• TASK REQUIREMENTS: Print all of the data below line for line without changing anything, and leave out the pictures.

• RECORDS PROVIDED:
--- BEGIN ---

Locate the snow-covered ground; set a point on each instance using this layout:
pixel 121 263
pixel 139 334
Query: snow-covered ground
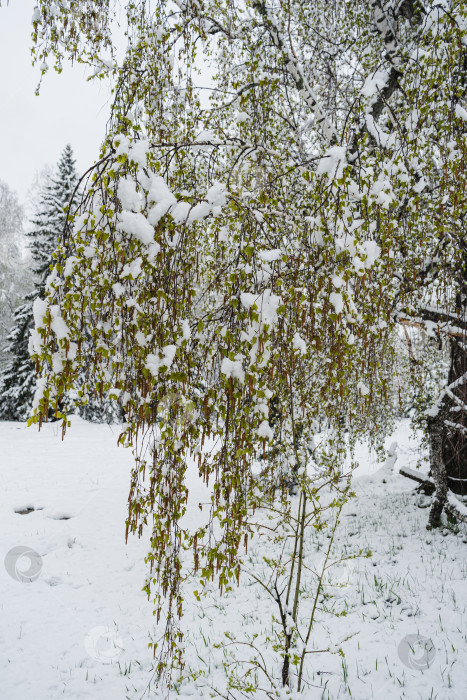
pixel 79 626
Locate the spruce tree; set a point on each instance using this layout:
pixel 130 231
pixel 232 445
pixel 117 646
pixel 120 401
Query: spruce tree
pixel 18 379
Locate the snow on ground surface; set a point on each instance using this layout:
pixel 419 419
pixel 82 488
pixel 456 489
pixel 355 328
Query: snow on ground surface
pixel 80 627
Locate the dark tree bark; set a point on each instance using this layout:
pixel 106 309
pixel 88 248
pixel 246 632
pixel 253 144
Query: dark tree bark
pixel 438 469
pixel 454 431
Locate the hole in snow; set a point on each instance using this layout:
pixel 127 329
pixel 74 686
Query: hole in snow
pixel 25 510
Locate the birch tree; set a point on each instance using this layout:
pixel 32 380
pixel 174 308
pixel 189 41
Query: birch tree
pixel 251 253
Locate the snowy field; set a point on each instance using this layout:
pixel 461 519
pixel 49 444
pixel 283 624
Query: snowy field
pixel 76 625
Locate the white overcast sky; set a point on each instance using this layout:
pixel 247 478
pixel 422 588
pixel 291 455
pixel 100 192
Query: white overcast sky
pixel 34 130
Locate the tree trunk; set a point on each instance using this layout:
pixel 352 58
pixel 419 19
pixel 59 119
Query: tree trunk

--- END ---

• SOLUTION TO THE PROBLEM:
Locate the snow-covered ground; set a point on each instance using this layout:
pixel 121 263
pixel 139 334
Query: snow-covered ground
pixel 79 626
Locate the spruce tree; set a point on each instance using this layout:
pixel 130 231
pixel 232 445
pixel 117 646
pixel 120 401
Query: spruce tree
pixel 18 379
Locate the snow on ground surface; set a point on each instance using this layout:
pixel 419 419
pixel 82 488
pixel 456 489
pixel 355 328
Query: snow on ground surface
pixel 80 627
Locate the dark tree bark; set a point on each instance using this layout:
pixel 106 309
pixel 88 248
pixel 246 632
pixel 253 144
Query: dark tree bark
pixel 438 469
pixel 454 431
Locate the hole in snow; set a point on each instance using this layout:
pixel 127 329
pixel 74 686
Query: hole in snow
pixel 25 510
Locate the birch tree; set a point on each instance using this layout:
pixel 32 380
pixel 174 308
pixel 189 41
Query: birch tree
pixel 251 253
Locate the snowy field; set a point on each instance using this layout:
pixel 461 519
pixel 49 444
pixel 283 624
Query: snowy field
pixel 76 625
Locate the white overcast sky; set a point on each instance using this layout:
pixel 247 478
pixel 422 588
pixel 291 455
pixel 100 192
Query: white overcast sky
pixel 34 130
Locate the tree trunk; set a point on each instance using this layout:
pixel 352 58
pixel 419 19
pixel 59 119
Query: tree trunk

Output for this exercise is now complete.